[Written task] Transcribe exactly the lines from the one holding "Each instance of the white plant" to the end of the data below, including both of those lines and no others.

[Point labeling examples]
###

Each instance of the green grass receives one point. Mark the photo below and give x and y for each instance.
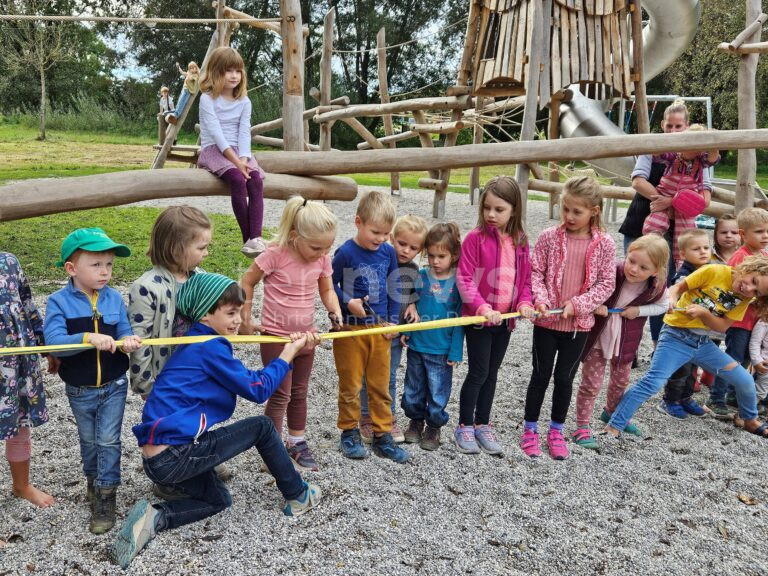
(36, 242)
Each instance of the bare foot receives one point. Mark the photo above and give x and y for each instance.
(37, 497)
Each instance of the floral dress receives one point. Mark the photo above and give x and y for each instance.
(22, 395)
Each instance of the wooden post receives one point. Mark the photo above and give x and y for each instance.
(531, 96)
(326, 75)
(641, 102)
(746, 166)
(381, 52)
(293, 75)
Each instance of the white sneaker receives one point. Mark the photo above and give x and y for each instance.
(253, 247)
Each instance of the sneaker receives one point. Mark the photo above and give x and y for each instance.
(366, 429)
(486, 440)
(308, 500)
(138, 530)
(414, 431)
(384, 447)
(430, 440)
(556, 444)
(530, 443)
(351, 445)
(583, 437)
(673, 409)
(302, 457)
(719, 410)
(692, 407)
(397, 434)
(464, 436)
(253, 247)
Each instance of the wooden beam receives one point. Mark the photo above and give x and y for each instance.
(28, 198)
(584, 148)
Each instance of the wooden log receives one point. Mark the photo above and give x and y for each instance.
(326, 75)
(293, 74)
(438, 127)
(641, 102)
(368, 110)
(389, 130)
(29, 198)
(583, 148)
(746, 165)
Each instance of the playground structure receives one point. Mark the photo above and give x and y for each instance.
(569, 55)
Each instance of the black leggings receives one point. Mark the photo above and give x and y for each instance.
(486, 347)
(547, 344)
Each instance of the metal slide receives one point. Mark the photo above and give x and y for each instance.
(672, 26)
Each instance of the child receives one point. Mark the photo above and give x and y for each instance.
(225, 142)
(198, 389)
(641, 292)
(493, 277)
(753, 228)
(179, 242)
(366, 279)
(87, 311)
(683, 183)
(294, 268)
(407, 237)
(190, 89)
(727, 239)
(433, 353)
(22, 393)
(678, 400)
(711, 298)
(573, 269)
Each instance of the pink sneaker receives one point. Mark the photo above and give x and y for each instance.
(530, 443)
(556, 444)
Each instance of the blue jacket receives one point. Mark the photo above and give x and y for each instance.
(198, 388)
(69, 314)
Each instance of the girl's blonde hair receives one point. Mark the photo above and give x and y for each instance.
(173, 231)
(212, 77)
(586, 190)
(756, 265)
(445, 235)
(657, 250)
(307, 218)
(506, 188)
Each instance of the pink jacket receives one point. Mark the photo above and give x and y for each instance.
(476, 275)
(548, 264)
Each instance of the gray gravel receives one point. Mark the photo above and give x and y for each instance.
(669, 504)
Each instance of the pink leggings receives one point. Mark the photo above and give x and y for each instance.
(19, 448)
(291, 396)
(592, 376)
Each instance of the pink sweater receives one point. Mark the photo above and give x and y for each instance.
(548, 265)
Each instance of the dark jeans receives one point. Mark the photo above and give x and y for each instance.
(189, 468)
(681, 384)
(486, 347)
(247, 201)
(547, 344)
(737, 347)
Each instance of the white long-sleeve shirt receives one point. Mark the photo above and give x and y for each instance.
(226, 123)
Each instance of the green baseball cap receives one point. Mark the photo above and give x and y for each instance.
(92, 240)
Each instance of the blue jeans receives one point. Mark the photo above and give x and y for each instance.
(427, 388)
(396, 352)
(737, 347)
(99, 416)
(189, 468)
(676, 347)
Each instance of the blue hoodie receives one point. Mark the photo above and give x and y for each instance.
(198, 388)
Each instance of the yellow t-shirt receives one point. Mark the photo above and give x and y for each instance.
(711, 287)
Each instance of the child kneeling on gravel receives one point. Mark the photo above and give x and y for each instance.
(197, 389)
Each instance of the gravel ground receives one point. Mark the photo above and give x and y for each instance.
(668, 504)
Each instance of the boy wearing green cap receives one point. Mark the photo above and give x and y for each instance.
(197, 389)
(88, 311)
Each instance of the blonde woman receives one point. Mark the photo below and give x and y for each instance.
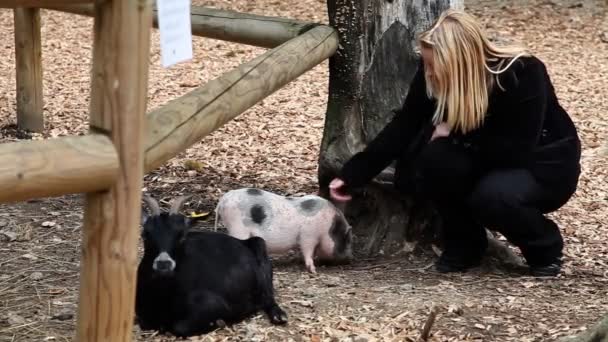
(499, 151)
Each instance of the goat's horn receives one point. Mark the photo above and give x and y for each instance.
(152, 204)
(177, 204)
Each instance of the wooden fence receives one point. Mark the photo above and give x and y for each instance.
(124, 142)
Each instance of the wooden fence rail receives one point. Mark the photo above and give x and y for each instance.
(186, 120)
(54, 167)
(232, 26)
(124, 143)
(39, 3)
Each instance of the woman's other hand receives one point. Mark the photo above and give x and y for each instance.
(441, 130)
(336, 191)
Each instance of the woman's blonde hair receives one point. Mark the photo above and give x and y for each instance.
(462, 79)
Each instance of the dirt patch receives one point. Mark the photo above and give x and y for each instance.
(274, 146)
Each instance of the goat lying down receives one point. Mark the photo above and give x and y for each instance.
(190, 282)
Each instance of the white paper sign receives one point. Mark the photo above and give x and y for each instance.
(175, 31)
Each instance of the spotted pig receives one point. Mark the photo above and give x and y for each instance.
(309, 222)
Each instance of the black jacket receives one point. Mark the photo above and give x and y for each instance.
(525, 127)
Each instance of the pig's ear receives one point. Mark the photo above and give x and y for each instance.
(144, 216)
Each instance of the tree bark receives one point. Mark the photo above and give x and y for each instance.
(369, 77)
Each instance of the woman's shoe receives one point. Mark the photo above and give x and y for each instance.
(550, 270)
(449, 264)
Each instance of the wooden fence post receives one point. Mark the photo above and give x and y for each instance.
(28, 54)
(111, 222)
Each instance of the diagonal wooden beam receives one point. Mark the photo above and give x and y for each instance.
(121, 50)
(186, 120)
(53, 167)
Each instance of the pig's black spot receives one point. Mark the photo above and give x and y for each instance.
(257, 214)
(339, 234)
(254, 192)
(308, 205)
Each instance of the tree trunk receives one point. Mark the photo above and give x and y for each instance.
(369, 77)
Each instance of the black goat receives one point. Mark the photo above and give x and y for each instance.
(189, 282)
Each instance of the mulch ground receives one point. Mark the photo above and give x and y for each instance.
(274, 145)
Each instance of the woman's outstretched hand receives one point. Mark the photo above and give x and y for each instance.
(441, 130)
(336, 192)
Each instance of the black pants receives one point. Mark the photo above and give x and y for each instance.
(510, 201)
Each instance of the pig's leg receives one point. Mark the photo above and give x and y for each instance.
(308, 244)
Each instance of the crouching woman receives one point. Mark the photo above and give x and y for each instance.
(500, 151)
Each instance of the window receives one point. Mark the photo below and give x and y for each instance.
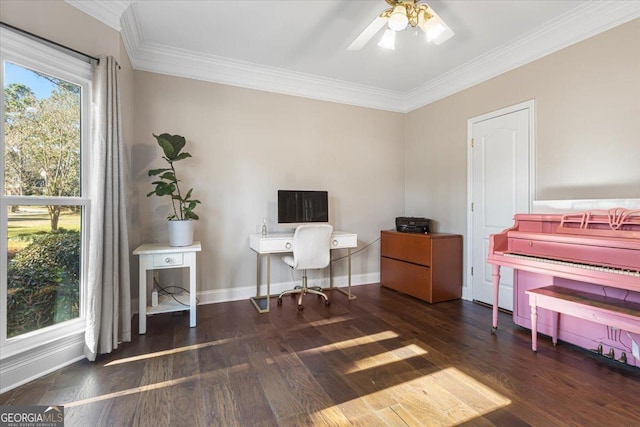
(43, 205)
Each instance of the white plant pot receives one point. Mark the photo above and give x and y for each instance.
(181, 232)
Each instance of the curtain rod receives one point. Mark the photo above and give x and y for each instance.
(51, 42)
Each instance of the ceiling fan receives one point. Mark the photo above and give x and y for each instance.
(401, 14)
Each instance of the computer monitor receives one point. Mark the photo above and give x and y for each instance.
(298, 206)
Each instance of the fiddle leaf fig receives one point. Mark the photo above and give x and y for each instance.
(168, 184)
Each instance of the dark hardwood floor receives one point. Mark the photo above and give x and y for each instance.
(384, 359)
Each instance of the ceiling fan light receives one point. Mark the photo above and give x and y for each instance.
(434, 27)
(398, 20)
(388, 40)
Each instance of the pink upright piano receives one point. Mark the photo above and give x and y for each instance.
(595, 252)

###

[Worked solution]
Each instance of the white plant pot receives one point. Mark the photo above and give x and y for each instance.
(181, 232)
Each instance of the curtain rod receives one point. Mark the photo above and give x and y for each instance.
(51, 42)
Each instance of the ceiling fan receives one point. Mark the photo above and give x and y for each instance.
(401, 14)
Each instance of the computer monitor receives one point. Mark the photo above and give x and y for each instance.
(298, 206)
Each instance of the fiddle leaf fig receives one point. Mark the photo above and give x and y for each instance.
(168, 184)
Each instance of the dark hardwood floor receives one point. Mark the photo above and give x and y for each instance.
(384, 359)
Each instance of the ceiling fan light receives one point. Mark the photo above and give x and y for each instance.
(434, 27)
(398, 20)
(388, 40)
Each instance of the pink upright piano receives one point. Mark the photo above and give x and y for each instance.
(595, 252)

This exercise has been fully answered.